Region annotation entries
-*-*-

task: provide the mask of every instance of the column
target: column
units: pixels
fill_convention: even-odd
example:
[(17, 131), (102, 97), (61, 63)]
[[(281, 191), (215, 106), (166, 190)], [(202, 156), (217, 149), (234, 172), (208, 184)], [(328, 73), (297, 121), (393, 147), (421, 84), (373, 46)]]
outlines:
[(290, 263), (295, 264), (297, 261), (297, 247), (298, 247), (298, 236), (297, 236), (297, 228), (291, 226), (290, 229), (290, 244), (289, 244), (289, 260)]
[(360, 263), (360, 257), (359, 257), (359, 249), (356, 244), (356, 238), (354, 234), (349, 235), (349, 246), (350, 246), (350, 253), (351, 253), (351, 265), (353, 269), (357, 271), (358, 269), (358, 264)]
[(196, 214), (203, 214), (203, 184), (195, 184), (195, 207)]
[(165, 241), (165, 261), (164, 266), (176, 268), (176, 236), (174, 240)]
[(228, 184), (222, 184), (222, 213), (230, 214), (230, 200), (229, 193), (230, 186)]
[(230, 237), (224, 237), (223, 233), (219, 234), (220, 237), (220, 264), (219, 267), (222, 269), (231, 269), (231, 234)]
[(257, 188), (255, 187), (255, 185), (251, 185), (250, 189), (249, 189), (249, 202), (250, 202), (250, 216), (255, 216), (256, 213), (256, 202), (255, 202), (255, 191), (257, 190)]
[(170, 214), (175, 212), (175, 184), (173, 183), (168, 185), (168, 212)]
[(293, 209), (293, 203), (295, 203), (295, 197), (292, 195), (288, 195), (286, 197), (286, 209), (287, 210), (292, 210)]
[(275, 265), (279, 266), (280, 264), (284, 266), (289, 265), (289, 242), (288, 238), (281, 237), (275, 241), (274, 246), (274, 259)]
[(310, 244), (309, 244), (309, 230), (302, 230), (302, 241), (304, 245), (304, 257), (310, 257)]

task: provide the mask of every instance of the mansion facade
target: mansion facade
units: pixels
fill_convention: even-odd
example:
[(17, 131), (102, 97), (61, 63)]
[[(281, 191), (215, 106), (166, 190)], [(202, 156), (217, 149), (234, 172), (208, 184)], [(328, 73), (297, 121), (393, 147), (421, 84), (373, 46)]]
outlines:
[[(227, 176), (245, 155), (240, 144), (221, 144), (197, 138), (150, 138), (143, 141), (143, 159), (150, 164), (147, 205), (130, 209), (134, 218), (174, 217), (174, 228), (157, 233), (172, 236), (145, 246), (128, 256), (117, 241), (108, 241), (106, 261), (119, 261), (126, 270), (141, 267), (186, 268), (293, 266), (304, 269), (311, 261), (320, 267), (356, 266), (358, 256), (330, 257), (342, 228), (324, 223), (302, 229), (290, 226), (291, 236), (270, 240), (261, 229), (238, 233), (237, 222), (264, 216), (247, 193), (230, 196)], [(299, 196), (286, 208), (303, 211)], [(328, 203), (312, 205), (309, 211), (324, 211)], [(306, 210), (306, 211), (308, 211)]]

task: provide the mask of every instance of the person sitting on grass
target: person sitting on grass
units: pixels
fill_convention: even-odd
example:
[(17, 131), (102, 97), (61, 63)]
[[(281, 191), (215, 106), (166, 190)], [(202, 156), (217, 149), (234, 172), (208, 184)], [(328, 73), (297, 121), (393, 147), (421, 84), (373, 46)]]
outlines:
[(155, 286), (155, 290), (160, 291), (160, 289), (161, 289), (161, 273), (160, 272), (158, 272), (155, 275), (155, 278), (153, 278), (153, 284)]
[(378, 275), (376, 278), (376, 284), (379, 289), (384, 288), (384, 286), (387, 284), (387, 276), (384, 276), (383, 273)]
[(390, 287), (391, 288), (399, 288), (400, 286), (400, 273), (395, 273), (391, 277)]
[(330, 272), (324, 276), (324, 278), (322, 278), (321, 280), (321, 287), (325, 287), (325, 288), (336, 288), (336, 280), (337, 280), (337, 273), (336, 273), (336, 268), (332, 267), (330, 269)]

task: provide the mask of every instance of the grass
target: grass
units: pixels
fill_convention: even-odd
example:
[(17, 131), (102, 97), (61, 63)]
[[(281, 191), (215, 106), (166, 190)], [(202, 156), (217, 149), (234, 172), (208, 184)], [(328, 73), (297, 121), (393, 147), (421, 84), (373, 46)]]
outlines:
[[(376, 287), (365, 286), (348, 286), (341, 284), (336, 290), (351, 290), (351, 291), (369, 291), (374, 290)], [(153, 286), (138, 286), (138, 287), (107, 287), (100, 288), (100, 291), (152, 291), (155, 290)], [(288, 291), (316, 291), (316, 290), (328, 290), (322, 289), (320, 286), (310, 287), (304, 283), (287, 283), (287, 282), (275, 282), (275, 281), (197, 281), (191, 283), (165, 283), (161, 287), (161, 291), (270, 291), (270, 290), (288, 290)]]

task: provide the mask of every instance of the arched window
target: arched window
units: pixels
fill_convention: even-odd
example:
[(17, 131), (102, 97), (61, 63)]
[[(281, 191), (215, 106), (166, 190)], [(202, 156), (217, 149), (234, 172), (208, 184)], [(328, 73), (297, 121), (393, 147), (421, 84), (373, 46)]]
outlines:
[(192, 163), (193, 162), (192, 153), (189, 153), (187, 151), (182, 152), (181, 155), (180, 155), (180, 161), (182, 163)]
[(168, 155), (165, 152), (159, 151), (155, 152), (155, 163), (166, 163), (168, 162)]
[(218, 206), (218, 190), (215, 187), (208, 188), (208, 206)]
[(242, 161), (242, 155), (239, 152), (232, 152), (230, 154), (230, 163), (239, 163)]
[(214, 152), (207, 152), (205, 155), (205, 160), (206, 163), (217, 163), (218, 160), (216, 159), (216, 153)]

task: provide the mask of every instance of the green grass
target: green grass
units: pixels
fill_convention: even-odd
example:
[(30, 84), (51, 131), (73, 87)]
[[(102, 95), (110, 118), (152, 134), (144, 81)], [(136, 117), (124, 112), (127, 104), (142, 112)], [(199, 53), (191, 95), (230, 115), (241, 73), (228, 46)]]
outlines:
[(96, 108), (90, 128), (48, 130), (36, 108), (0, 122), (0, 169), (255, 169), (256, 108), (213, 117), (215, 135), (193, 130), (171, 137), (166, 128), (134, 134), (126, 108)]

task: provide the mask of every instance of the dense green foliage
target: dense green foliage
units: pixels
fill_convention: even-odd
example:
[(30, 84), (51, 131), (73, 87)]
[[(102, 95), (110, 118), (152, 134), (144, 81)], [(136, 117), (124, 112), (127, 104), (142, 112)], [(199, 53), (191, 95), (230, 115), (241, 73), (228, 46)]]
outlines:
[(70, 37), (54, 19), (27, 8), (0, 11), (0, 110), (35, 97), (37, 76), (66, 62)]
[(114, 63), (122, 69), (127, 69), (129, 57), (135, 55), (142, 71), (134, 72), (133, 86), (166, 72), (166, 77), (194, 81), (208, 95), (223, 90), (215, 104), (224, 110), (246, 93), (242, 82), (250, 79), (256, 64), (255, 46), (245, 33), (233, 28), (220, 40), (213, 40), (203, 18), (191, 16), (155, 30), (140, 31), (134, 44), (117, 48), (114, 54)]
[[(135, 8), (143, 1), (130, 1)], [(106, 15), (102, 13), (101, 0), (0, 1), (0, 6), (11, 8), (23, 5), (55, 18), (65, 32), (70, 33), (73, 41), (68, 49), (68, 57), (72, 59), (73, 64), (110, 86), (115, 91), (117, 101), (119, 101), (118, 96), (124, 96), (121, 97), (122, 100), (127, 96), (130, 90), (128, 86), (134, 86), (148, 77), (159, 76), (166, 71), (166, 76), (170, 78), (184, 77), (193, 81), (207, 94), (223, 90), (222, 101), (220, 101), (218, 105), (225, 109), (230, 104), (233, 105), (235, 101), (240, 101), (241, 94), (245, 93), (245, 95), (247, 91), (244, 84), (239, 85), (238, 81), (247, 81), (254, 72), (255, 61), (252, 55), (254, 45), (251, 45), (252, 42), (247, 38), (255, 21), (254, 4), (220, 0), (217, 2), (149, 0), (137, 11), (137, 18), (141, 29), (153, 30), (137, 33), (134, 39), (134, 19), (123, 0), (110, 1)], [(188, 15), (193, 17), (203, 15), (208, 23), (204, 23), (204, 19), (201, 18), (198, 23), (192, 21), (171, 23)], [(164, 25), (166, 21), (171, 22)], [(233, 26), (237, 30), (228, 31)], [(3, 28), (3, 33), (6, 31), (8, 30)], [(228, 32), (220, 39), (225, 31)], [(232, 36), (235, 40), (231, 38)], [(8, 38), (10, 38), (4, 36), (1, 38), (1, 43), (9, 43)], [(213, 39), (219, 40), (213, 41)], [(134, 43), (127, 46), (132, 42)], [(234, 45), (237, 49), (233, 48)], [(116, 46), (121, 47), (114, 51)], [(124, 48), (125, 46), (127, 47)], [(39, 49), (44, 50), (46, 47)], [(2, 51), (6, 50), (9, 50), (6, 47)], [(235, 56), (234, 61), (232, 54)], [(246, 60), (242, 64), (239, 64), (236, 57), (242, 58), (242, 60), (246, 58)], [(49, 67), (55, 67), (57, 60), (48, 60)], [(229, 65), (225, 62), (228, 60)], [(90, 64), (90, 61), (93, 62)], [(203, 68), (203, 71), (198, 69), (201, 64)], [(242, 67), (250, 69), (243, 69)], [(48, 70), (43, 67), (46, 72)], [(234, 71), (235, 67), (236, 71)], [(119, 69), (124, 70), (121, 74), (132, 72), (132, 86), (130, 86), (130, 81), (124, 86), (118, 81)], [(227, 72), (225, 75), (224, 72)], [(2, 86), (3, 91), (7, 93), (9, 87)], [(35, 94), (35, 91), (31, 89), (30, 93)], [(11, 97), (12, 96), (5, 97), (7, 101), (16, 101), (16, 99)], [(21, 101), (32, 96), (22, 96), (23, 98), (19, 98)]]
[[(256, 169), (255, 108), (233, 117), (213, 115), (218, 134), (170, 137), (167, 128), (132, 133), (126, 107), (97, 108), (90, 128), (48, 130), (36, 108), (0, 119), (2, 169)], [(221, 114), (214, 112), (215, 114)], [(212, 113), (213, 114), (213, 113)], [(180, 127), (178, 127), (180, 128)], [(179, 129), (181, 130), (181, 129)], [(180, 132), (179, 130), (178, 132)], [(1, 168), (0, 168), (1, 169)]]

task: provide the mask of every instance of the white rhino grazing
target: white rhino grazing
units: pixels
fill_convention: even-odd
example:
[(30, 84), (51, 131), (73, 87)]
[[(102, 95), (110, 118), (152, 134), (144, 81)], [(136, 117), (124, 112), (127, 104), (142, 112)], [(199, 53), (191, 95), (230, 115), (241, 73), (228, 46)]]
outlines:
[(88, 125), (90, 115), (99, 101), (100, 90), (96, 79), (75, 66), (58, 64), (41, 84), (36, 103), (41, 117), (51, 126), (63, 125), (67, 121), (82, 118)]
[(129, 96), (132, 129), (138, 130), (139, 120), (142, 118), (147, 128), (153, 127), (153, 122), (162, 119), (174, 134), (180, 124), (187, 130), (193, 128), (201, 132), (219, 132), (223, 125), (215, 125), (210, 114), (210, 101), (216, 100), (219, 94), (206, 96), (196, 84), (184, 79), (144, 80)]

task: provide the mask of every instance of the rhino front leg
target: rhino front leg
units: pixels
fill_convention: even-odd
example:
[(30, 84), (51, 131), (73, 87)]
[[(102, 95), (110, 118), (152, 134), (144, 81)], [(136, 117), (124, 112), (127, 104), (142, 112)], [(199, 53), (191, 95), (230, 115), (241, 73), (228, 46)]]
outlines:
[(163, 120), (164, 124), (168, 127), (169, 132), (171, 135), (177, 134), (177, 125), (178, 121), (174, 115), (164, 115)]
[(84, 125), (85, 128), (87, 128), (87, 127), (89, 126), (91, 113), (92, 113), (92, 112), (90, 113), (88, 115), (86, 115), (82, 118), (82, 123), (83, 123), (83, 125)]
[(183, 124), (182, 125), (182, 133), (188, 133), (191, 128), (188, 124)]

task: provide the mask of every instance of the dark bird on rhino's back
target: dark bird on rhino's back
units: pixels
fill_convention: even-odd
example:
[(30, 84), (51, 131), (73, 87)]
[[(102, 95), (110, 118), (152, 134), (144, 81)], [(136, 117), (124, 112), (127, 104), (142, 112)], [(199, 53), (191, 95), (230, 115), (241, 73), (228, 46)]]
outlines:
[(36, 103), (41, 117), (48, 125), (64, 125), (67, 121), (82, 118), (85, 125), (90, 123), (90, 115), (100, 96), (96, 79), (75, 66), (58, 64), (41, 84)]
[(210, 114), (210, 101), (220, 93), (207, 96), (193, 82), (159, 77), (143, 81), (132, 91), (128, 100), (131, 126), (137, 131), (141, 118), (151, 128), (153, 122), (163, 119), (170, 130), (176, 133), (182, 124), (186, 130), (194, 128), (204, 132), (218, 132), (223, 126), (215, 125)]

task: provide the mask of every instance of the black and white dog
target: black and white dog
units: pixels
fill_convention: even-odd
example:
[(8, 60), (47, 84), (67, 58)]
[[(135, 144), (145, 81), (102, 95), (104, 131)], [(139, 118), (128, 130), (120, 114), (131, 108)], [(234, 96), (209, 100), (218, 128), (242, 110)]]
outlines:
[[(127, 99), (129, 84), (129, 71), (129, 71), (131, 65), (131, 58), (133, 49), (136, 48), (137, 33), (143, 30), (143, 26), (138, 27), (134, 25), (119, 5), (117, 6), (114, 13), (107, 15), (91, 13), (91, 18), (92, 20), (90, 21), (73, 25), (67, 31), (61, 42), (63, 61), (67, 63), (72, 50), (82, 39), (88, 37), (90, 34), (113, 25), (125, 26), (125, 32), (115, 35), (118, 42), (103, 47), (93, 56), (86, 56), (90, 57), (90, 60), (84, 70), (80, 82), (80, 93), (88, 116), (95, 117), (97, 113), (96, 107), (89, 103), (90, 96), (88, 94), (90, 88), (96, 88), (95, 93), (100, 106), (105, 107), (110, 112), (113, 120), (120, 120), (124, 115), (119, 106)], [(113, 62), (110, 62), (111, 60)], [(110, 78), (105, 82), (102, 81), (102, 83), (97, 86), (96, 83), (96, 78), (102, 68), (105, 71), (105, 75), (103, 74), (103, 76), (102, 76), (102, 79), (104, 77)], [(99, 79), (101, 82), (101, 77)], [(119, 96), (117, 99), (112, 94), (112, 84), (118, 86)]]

-*-*-

- **Instruction**:
Turn the lines running from the start of the records through the line with "244), (289, 260)]", that line included, into a numbered list, skipping any blank lines.

- **Response to this exercise**:
1. task: provide the mask of every instance of the column
2. target: column
3. units: pixels
4. fill_convention: even-odd
5. example:
6. [(17, 131), (102, 97), (61, 63)]
7. [[(281, 191), (215, 106), (166, 190)], [(202, 156), (217, 149), (234, 172), (208, 184)], [(328, 73), (297, 121), (393, 147), (421, 84), (373, 46)]]
8. outlines:
9. [(290, 263), (295, 264), (297, 261), (297, 247), (298, 247), (298, 236), (297, 236), (297, 228), (291, 226), (290, 229), (290, 244), (289, 244), (289, 260)]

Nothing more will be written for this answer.